### Problem statement
Write out the entries below word for word, starting at the very first line and ending at the line that contains "[[77, 89, 177, 167]]".

### Data shown
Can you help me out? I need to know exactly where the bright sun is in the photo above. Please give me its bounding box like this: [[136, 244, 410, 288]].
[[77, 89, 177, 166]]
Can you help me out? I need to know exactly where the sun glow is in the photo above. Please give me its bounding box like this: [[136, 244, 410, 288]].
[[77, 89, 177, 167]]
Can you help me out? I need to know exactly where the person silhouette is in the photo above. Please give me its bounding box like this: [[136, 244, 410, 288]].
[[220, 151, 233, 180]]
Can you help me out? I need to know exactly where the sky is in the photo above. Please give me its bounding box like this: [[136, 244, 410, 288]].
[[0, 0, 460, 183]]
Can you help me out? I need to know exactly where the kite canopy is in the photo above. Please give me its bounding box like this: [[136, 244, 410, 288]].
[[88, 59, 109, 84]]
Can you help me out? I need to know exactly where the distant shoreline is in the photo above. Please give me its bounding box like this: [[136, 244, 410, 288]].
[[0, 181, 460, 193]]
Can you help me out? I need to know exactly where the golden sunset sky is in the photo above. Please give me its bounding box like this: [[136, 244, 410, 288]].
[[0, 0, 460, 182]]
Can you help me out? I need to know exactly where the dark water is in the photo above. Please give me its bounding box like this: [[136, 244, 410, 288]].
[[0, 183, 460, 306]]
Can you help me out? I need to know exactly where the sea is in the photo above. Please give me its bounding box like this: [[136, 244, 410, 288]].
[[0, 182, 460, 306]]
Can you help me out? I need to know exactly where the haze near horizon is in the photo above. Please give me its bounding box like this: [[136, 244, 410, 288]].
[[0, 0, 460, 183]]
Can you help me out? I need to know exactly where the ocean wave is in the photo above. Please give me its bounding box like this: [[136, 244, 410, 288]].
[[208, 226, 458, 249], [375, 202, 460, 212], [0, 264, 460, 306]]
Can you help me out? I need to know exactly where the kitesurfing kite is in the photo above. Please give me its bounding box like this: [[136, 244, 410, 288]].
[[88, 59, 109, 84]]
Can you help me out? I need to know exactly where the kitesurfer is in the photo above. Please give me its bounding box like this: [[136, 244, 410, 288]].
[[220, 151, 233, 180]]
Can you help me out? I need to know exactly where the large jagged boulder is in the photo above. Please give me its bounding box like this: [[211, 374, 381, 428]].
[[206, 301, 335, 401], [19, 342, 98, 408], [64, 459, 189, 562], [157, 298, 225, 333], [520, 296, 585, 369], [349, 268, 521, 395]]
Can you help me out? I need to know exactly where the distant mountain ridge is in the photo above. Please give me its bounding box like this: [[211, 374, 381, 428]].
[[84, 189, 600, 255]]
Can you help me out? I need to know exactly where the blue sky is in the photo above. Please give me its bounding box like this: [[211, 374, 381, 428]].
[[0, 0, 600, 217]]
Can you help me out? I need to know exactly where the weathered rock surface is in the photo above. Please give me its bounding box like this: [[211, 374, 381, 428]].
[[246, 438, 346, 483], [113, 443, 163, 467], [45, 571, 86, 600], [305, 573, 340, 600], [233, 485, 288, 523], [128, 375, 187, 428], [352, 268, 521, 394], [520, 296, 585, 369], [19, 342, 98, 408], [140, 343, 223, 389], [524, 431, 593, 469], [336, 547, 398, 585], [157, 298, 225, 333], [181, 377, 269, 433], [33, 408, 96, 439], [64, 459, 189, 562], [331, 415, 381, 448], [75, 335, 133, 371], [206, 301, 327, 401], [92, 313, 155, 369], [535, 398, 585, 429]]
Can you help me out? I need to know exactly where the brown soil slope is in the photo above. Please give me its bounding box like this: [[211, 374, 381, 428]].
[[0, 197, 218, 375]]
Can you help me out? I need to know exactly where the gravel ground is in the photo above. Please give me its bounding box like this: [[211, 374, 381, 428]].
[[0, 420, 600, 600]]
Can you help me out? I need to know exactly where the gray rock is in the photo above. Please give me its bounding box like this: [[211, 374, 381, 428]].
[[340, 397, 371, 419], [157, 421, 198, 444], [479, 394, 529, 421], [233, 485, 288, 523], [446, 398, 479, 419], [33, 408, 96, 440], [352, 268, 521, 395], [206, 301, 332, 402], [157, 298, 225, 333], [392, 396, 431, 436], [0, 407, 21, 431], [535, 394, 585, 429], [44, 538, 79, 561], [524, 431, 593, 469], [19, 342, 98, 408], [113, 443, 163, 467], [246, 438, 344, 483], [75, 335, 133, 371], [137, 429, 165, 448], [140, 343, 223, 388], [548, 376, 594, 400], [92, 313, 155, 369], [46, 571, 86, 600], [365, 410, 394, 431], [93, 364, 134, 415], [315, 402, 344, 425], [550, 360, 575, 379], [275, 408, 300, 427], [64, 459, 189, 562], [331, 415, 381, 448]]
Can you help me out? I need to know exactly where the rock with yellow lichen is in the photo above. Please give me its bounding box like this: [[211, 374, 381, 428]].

### Output
Can you help me out? I need to know exactly where the bright sun is in the photo above. Please give me its bounding box like this: [[136, 244, 410, 288]].
[[77, 89, 177, 166]]
Can you help me out? I need to know exactly where the sun glow is in the photo above. Please give me its bounding box like this: [[136, 244, 410, 288]].
[[77, 89, 177, 167]]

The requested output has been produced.